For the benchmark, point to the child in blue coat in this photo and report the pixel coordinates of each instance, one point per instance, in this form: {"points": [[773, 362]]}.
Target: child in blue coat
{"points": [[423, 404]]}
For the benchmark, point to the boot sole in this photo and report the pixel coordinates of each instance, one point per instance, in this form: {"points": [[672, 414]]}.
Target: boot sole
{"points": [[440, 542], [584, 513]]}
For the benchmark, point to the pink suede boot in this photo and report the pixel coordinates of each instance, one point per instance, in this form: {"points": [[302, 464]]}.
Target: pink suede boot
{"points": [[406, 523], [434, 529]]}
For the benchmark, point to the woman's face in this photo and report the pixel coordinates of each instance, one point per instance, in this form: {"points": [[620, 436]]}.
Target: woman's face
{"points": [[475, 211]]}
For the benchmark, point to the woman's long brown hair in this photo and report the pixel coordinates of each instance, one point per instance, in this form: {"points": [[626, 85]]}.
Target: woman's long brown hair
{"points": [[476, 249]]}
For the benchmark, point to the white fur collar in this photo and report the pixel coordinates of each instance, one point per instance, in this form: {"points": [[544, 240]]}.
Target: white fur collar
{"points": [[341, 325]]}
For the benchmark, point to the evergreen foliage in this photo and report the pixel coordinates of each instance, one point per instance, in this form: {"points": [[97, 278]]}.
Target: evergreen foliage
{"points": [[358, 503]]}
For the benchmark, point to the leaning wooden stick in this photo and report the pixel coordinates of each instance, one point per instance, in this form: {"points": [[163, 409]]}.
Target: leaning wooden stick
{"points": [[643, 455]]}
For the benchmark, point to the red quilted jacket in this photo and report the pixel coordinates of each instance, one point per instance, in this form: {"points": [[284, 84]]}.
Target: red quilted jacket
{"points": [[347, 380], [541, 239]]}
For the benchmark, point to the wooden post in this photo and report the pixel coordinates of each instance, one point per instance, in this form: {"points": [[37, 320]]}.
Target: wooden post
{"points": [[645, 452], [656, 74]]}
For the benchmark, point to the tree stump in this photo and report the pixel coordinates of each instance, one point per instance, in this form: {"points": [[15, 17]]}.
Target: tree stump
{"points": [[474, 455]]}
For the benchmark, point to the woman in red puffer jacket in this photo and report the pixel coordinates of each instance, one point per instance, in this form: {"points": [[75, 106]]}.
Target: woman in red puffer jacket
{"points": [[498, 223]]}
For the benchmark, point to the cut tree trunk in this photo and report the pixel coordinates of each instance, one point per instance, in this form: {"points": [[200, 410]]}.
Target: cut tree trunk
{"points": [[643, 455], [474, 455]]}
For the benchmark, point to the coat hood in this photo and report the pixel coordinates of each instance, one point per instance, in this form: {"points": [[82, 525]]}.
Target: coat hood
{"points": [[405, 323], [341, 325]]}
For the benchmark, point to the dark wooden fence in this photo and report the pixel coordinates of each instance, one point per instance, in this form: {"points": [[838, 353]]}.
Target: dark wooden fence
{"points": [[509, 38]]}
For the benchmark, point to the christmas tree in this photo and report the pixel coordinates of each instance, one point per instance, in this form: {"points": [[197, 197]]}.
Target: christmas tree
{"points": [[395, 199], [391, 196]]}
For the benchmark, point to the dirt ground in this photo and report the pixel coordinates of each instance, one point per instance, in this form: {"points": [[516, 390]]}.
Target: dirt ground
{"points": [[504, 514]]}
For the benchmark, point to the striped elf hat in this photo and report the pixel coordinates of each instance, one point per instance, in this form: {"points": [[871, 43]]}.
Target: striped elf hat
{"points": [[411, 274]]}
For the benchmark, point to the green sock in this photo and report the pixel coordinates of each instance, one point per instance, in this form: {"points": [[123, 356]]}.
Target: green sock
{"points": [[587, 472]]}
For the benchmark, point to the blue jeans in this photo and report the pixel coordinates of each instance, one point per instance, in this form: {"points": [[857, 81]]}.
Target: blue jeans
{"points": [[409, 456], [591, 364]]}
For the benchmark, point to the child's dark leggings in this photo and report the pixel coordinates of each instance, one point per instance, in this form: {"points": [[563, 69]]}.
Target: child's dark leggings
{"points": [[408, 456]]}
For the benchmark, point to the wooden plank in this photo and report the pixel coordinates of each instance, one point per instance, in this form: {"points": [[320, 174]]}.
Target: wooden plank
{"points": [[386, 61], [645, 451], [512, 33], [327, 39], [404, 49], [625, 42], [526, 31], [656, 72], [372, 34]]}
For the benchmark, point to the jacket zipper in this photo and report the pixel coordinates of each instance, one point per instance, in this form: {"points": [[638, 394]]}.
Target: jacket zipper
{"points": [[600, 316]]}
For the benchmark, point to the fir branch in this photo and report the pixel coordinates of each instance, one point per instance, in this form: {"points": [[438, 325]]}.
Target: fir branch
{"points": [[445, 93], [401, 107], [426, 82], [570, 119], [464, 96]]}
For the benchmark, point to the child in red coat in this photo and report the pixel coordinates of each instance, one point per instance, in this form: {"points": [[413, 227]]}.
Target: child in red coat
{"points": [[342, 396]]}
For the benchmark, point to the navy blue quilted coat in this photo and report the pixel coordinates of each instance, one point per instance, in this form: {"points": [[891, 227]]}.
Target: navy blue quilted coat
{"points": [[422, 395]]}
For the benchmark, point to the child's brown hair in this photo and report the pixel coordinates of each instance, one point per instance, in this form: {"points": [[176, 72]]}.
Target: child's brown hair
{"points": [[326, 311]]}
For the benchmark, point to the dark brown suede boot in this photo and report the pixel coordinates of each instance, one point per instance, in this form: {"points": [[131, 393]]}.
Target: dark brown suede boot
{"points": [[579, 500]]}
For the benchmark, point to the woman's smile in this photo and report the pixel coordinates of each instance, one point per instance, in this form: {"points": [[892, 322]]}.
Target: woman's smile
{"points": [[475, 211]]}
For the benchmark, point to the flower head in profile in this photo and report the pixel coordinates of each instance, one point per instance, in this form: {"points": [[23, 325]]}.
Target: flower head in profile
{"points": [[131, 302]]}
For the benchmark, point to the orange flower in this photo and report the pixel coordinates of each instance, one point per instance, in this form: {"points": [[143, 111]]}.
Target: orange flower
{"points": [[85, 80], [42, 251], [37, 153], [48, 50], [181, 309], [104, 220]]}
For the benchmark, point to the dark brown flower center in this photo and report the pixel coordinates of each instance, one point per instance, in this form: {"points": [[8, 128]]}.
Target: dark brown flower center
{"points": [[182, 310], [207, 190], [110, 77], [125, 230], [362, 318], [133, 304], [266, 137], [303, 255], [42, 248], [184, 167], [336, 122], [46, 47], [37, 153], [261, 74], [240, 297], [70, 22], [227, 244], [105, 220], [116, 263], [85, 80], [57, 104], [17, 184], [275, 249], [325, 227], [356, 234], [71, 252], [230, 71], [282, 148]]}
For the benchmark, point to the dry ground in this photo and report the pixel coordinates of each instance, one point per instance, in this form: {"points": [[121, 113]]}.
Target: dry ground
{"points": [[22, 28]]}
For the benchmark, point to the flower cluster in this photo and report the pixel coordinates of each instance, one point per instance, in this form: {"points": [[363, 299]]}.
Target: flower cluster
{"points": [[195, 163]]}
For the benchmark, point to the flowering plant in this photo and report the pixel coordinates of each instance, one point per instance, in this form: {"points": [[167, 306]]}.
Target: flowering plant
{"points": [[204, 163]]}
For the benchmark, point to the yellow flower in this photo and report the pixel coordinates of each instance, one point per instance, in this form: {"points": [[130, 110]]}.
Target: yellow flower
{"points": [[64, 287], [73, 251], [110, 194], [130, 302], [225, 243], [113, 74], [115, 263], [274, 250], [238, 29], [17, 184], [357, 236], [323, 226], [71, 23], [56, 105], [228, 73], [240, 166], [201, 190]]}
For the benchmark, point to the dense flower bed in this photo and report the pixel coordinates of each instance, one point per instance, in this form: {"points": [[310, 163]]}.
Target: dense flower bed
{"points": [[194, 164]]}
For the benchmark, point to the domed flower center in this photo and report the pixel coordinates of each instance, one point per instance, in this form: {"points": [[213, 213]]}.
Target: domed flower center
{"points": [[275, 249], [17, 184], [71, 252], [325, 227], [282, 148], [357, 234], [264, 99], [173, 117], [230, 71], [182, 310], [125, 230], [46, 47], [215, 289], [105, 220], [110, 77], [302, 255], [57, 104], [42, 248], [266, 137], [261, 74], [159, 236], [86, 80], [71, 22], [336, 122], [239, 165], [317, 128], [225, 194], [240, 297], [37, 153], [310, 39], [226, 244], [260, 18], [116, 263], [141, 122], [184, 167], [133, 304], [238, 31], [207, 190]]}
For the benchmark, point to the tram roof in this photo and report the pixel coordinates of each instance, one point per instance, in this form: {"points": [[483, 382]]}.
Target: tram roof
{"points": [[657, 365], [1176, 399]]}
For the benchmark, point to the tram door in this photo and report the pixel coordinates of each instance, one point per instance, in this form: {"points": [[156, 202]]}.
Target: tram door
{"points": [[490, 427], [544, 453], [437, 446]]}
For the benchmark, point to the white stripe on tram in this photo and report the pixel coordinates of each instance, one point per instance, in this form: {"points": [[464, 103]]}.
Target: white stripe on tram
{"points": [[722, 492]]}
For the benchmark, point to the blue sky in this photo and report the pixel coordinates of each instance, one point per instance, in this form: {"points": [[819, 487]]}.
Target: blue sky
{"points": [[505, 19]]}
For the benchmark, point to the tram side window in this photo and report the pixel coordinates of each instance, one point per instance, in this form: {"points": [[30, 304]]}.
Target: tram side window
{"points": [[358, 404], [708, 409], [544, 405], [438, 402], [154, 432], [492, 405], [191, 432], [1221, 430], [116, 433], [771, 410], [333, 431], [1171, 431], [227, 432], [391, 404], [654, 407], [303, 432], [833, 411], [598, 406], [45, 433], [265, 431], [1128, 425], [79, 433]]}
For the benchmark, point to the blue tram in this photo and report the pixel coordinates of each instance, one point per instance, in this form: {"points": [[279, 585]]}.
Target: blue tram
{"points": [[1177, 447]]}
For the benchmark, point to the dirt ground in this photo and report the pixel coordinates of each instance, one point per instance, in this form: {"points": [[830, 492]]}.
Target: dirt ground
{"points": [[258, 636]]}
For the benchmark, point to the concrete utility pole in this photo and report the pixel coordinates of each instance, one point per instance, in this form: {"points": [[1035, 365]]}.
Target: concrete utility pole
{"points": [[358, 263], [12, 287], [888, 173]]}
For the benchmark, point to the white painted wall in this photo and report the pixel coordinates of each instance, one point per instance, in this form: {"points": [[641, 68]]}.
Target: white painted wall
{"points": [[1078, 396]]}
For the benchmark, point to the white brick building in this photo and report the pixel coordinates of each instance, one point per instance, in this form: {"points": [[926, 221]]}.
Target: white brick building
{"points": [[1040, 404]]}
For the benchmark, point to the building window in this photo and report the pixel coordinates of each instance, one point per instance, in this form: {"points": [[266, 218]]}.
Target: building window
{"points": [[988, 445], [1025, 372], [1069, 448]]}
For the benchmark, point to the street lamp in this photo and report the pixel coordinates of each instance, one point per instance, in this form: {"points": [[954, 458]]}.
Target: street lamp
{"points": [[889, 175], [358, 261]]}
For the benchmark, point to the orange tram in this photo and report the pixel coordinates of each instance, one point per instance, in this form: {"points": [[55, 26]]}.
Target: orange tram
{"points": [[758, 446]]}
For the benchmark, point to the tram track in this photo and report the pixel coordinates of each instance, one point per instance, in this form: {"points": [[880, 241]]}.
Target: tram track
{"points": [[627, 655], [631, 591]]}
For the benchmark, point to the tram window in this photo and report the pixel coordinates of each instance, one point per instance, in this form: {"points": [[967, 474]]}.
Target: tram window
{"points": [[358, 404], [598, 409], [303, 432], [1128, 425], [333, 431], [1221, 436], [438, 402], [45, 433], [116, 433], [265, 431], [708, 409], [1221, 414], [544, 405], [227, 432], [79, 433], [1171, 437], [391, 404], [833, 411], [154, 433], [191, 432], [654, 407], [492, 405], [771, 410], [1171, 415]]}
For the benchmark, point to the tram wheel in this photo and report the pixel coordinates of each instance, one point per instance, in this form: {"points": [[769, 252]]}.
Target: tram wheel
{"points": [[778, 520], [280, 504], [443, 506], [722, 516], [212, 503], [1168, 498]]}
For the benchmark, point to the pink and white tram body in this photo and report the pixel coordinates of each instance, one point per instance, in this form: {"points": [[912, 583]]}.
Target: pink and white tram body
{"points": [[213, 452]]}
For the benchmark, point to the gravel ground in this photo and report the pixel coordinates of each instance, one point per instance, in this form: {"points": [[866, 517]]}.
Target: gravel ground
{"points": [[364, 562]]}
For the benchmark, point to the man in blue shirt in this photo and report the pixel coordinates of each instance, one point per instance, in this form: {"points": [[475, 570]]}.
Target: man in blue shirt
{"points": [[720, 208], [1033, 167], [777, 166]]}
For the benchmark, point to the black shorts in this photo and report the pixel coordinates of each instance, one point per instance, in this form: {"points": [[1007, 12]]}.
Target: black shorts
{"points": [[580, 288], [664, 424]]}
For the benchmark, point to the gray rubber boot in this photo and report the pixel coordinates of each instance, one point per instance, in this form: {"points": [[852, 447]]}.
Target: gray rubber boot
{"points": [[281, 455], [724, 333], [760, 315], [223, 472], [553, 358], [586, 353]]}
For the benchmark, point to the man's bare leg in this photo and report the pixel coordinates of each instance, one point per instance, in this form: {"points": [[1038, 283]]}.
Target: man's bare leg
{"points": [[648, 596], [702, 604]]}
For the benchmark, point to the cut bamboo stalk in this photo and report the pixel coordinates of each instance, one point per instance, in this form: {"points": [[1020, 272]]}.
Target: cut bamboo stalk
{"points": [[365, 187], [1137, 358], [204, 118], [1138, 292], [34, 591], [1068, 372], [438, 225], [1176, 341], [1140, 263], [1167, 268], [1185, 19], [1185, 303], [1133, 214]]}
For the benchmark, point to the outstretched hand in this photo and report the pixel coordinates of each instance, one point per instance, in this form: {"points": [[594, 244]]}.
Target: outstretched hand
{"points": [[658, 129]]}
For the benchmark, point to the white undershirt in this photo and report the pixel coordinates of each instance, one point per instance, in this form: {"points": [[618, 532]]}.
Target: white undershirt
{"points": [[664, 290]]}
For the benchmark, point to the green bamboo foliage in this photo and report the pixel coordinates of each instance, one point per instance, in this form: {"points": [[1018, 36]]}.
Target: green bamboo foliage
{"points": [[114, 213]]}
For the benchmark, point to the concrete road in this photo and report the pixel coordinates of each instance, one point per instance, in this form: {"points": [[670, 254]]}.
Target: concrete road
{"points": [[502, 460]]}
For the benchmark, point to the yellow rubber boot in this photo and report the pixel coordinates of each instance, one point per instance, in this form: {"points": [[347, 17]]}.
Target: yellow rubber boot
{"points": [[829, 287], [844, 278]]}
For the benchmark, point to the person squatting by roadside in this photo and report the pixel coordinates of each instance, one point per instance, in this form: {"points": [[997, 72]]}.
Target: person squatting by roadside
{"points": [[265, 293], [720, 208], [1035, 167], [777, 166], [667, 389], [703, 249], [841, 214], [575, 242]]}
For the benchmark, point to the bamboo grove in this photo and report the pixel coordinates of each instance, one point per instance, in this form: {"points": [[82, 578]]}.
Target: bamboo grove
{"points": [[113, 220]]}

→ **BRIEF**
Everything from the line containing "For the benchmark, point to the yellow rubber" through the last line of the records must be given again exactly; leave out all other lines.

→ **EXPECTED ANSWER**
For the benchmark, point to the yellow rubber boot in this photo and report the pixel coordinates of each instance, one point per instance, in this form: {"points": [[347, 17]]}.
Target: yellow rubber boot
{"points": [[829, 287], [844, 278]]}
For the benchmark, point to the person squatting by roadside in this photo and report the pixel coordinates of each instance, one point per instance, in this form: {"points": [[997, 72]]}.
Target: person squatting by roadside
{"points": [[265, 293], [720, 208], [1035, 167], [777, 166], [667, 389], [703, 249], [841, 214], [575, 242]]}
For the benchmark, point to the bamboo grove in this photo and report the pixel coordinates of each instance, one point per instance, in this form: {"points": [[82, 578]]}.
Target: bamboo grove
{"points": [[113, 220]]}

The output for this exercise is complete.